REQUIREMENTS: Print out the material that follows word for word.

==== MATERIAL TO PROCESS ====

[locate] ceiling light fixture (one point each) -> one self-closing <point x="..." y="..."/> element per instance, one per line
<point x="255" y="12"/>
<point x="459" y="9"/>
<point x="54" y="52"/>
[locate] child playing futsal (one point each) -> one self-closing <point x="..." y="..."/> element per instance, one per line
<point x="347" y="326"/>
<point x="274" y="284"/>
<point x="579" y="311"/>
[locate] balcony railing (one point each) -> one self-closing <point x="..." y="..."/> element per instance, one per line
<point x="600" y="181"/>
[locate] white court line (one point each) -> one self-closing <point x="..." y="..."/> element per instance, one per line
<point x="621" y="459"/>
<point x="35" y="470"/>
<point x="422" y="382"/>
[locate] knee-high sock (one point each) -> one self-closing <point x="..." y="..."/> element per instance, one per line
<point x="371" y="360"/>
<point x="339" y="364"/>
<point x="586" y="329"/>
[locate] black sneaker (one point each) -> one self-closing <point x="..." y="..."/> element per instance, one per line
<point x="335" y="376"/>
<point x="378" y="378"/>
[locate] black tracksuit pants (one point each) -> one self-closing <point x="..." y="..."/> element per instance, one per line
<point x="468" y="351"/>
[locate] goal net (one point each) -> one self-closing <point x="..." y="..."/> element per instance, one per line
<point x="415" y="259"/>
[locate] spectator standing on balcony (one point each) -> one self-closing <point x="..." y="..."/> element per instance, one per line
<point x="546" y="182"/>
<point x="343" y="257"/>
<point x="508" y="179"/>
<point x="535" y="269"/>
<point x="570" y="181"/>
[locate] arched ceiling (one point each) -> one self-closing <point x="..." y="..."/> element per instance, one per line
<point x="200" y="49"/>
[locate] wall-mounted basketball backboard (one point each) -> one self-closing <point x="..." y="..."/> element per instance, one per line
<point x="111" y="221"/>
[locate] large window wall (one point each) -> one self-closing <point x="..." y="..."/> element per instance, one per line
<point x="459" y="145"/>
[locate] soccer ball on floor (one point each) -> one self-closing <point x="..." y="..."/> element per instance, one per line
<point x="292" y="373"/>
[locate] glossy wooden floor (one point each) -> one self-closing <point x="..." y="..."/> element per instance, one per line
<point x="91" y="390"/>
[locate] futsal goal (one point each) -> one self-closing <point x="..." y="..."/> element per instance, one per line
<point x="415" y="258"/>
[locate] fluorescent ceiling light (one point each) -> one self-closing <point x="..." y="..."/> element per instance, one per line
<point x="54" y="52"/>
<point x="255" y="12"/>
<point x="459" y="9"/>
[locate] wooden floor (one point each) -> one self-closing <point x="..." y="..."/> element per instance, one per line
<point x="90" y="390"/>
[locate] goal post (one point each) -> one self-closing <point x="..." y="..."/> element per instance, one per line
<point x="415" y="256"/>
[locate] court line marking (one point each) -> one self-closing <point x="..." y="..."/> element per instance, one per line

====

COMPLETED TASK:
[locate] ceiling light fixture (one point each) -> one self-closing <point x="..." y="..."/> element per instance, one per line
<point x="255" y="12"/>
<point x="459" y="9"/>
<point x="54" y="52"/>
[locate] child playing futsal (one point each) -> one self-closing <point x="..." y="..."/> element per instance, one per line
<point x="347" y="326"/>
<point x="274" y="284"/>
<point x="579" y="311"/>
[locate] balcony railing (one point each) -> one self-closing <point x="..." y="..."/> element per instance, one per line
<point x="600" y="181"/>
[locate] white court line (one point each) -> one self-closing <point x="..." y="..."/> element per instance, one per line
<point x="621" y="459"/>
<point x="35" y="470"/>
<point x="422" y="382"/>
[locate] knee-high sock (one point each) -> one self-closing <point x="..." y="..."/> element per instance, one per line
<point x="371" y="360"/>
<point x="339" y="364"/>
<point x="586" y="329"/>
[locate] black sneaker (one point each) -> one self-closing <point x="..." y="..."/> element per instance, one per line
<point x="335" y="376"/>
<point x="378" y="378"/>
[locate] black tracksuit pants (one point each) -> one self-closing <point x="..." y="..."/> element per instance, one per line
<point x="468" y="351"/>
[locate] goal net (one point each) -> one self-closing <point x="..." y="..."/> element per instance, one per line
<point x="415" y="259"/>
[locate] spectator standing on balcony (one point each) -> one self-closing <point x="..." y="..."/> element per instance, one per line
<point x="546" y="182"/>
<point x="343" y="257"/>
<point x="508" y="179"/>
<point x="535" y="269"/>
<point x="570" y="181"/>
[locate] arched ceiling (one point each) -> one self-closing <point x="..." y="..."/> element per instance, one per line
<point x="200" y="49"/>
[locate] wall-mounted basketball backboard (one point each) -> one self-closing <point x="..." y="..."/> element per instance, one per line
<point x="111" y="221"/>
[locate] large window wall (one point each) -> one self-closing <point x="..." y="..."/> element per instance, one per line
<point x="459" y="145"/>
[locate] soccer ball on floor (one point each) -> one self-closing <point x="..." y="..."/> element per instance, one per line
<point x="292" y="373"/>
[locate] glossy wooden floor (one point each) -> one self-closing <point x="..." y="..."/> element per instance, one per line
<point x="91" y="390"/>
[locate] futsal goal (one point each) -> one self-closing <point x="..." y="..."/> element per instance, one per line
<point x="415" y="258"/>
[locate] fluorescent ceiling light (one point each) -> one self-closing <point x="..." y="..."/> element per instance, one per line
<point x="54" y="52"/>
<point x="255" y="12"/>
<point x="459" y="9"/>
[locate] wooden floor (one point each) -> one self-closing <point x="..." y="..."/> element per instance, one per line
<point x="90" y="390"/>
[locate] goal post (one point each) -> one self-closing <point x="..." y="..."/> element per instance, one per line
<point x="415" y="256"/>
[locate] court line marking (one point each) -> one self-closing <point x="..." y="..."/> element per instance, one per line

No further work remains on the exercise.